**Consigna 1**
Responde, a partir del artículo sobre Trump y los tiranos:
(a) Según la leyenda inicial, ¿en qué ciudad estaba Trump el 16 de julio de 2018?
(b) ¿Qué cargo tiene Thomas L. Friedman?
(c) ¿Qué mandatario democrático se cita como ejemplo de buenas relaciones con Trump?
**Consigna 2**
Prosigue el artículo sobre Trump y los tiranos a partir de su última oración.

**Fragmento proporcionado**
**********

A Trump le gustan los tiranos, salvo los latinoamericanos

Donald Trump, presidente de Estados Unidos, el 16 de julio de 2018 en Helsinki y, a la derecha, el presidente de Venezuela Nicolás Maduro en Caracas el 17 de mayo del mismo año Credit Brendan Smialowski/Agence France-Presse — Getty Images; Carlos Jasso, vía Reuters
Donald Trump, presidente de Estados Unidos, el 16 de julio de 2018 en Helsinki y, a la derecha, el presidente de Venezuela Nicolás Maduro en Caracas el 17 de mayo del mismo año Credit Brendan Smialowski/Agence France-Presse — Getty Images; Carlos Jasso, vía Reuters

Desde que hace dieciocho meses Donald Trump tomó posesión como presidente de Estados Unidos, los analistas han hablado de su aparente afinidad con los tiranos. Como escribió Thomas L. Friedman, columnista de The New York Times: “Trump […] parece preferir a los dictadores que a los aliados democráticos que tenemos en todas partes”. Esto no quiere decir, por supuesto, que Trump no tenga buenas relaciones con mandatarios democráticos, como el caso de Emmanuel Macron, el presidente de Francia.

**********

[Registros de anotación de posición]
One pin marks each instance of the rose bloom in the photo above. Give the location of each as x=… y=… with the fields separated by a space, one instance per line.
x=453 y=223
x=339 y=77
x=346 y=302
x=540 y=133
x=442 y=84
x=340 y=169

**********

**Respuesta del ejercicio 1**
(a) En Helsinki.
(b) Es columnista de The New York Times.
(c) Emmanuel Macron, el presidente de Francia.

**Respuesta del ejercicio 2**
Sin embargo, da la impresión de que el presidente estadounidense les tiene más respeto y se siente más cómodo con líderes autoritarios como Rodrigo Duterte de Filipinas, Abdulfatah el Sisi de Egipto y, claro, Vladimir Putin de Rusia. En resumen, los políticos autocráticos tienen una ventaja.

La cumbre en Singapur del 12 de junio entre Trump y el líder de Corea del Norte, Kim Jong-un, provocó reacciones particularmente fuertes. En una entrevista reciente, la periodista rusoestadounidense Masha Gessen hizo eco de la opinión de Friedman y dijo que Trump “tiene un deseo desesperado por agradar y ser reconocido por los dictadores del mundo”. Se espera que en los próximos días, después de la reunión de hoy con Putin en Helsinki, se genere otra discusión intensa sobre la preferencia del presidente Trump por los líderes antidemocráticos.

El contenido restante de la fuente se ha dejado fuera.